This is, of course, a partial list. If anyone disagrees with anything written here, I'd love to hear other views or be corrected.

October 05, 2005

Google Print and OCR

Although one cannot know what is truly going on since all partners are mum on the technology, standards, and methods being used, it is generally assumed that the scanning machine in use for Google Print is the Kirtas book scanner. Having witnessed a full Kirtas demo in May, I can attest to two things. First, it is indeed an amazing machine with a lot of potential, although it has some very clear drawbacks: can't handle certain paper weights, largely useless for unbound materials, can't handle books cracked along the spine, etc. So those books and materials--of which we collectively have millions--require special handling.

Second, and more significantly, Kirtas is not currently experimenting with ABBYY's FineReader XIX, which is the only viable Fraktur OCR engine at this point. The software behind the Kirtas scanner uses FineReader (and only FineReader, might I add). When I asked the rep about XIX I got a blank stare. One could say that he's just a sales rep, but Kirtas is a tiny firm, i.e.- they all tend to know a lot about the various parts of the business, plus he was otherwise intimately familiar with the workings of the software and OCR engine. Also, Kirtas freely admits that many languages have no viable OCR options at all, first and foremost Arabic. Thankfully, no important texts were ever penned in German before 1945 nor in Arabic, so we don't have to worry about that!

----

Task brief
Answer these questions about the post on Google Print and OCR above:
1. Which book scanner is generally assumed to be in use for Google Print?
2. Which OCR engine does the software behind that scanner use?
3. Which language does Kirtas name first and foremost as having no viable OCR options?

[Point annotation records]
----

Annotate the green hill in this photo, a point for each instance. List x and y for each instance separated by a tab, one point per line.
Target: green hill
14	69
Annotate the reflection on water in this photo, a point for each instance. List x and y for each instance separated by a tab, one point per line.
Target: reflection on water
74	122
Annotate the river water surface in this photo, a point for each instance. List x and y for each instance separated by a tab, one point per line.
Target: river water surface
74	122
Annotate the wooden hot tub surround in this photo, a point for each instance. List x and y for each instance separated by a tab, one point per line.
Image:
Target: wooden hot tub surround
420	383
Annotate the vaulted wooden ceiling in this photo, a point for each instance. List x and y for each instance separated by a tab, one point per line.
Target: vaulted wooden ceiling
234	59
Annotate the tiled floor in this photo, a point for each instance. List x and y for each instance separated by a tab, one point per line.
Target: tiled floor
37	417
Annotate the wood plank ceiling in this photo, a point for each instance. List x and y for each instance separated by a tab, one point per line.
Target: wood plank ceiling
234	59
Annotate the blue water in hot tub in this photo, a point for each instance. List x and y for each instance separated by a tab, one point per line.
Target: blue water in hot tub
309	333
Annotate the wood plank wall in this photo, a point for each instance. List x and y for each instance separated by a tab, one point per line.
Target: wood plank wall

----

Written response
1. The Kirtas book scanner.
2. ABBYY's FineReader, and only FineReader.
3. Arabic.